Stated exercise → Reproduce the rows below, replacing every occurrence of "site survey" with "field inspection" and leaving everything else unchanged.

Material for the task →
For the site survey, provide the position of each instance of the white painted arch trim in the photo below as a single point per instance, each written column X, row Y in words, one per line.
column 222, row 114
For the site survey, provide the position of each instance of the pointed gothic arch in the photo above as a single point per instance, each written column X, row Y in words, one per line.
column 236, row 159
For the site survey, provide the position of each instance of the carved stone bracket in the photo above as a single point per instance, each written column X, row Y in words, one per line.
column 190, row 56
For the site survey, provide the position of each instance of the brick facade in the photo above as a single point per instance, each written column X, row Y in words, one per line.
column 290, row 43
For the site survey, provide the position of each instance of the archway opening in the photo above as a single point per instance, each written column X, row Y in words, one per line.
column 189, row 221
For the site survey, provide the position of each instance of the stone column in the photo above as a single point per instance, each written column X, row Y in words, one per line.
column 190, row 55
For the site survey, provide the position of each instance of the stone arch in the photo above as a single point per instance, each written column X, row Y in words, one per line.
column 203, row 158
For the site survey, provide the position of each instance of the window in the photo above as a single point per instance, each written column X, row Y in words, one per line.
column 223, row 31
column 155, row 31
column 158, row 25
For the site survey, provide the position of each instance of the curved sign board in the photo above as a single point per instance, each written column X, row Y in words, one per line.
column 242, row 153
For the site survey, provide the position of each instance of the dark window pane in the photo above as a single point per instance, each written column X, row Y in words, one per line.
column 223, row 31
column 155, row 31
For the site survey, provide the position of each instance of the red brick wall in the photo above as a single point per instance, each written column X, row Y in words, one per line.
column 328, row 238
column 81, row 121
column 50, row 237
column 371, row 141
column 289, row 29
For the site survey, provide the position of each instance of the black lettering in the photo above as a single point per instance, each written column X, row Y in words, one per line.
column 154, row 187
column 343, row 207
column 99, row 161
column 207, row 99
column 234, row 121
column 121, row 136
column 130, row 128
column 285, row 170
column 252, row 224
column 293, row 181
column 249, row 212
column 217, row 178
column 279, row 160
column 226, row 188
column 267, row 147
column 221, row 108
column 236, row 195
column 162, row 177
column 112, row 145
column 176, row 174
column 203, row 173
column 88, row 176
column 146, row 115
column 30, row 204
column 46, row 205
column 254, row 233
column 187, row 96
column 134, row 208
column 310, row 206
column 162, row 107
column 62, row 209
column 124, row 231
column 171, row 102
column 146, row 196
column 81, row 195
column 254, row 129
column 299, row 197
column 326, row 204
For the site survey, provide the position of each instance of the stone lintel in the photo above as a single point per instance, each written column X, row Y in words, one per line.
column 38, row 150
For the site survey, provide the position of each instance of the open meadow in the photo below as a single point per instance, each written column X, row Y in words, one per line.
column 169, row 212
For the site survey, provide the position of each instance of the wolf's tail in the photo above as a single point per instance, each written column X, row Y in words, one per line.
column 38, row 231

Result of this task →
For the field inspection, provide the position of each instance of the white painted arch trim in the photo below as a single point per instance, each written column X, row Y in words, one per line.
column 222, row 114
For the field inspection, provide the position of each instance of the pointed gothic arch in the photo above as a single point per instance, each written column X, row Y in words, one per line.
column 236, row 159
For the field inspection, provide the position of each instance of the carved stone bracket in the photo above as a single point per instance, each written column X, row Y in words, one per line.
column 190, row 56
For the field inspection, provide the position of each instance of the brick facade in the photo above as a single point per instance, each written column X, row Y in words, one per line.
column 290, row 43
For the field inspection, provide the position of each instance of the archway opening in the photo above as a single point per instance, each written column X, row Y in words, one per line.
column 189, row 221
For the field inspection, provide the position of each instance of the stone column in the photo above as a single point per instance, each written column X, row Y in words, one per line.
column 190, row 55
For the field inspection, provide the position of each instance of the stone arch in the photo above as a single point per instance, each written column X, row Y in words, one per line.
column 203, row 158
For the field inspection, provide the position of each instance of the window in the photo above as a single point per instance, each written column X, row Y in words, one per line.
column 223, row 31
column 155, row 31
column 158, row 25
For the field inspection, provide the position of each instance of the curved sign board in the photo above as a single point per instance, each written column X, row Y in words, one per line.
column 242, row 153
For the field inspection, provide the position of each instance of the dark window pane in the photo above as a single point per instance, each written column X, row Y in words, one per line.
column 223, row 31
column 155, row 31
For the field inspection, provide the position of each instance of the red brick wall in the photo above as a single point per instance, each written column X, row Y in words, one per line.
column 328, row 238
column 81, row 121
column 50, row 237
column 371, row 141
column 289, row 29
For the field inspection, provide the position of each instance of the black lettering in the photo above as a single point per instance, each written column X, row Y in words, one per line.
column 154, row 187
column 343, row 207
column 99, row 161
column 207, row 99
column 234, row 121
column 121, row 136
column 130, row 128
column 285, row 170
column 252, row 224
column 293, row 181
column 249, row 212
column 217, row 178
column 279, row 160
column 226, row 188
column 267, row 147
column 221, row 108
column 236, row 195
column 162, row 177
column 112, row 145
column 176, row 174
column 203, row 173
column 88, row 176
column 146, row 115
column 30, row 204
column 46, row 205
column 254, row 233
column 187, row 96
column 134, row 208
column 310, row 206
column 162, row 107
column 62, row 209
column 124, row 231
column 171, row 102
column 146, row 196
column 81, row 195
column 254, row 129
column 299, row 197
column 326, row 204
For the field inspection, provide the position of each instance of the stone lintel in the photo above as a single point per instance, each written column X, row Y in words, one per line.
column 38, row 150
For the field inspection, provide the position of each instance of the open meadow in the photo below as a single point per instance, each written column X, row Y in words, one per line.
column 169, row 212
For the field inspection, provide the position of each instance of the wolf's tail in the photo above as a single point per instance, each written column X, row Y in words, one per line.
column 38, row 231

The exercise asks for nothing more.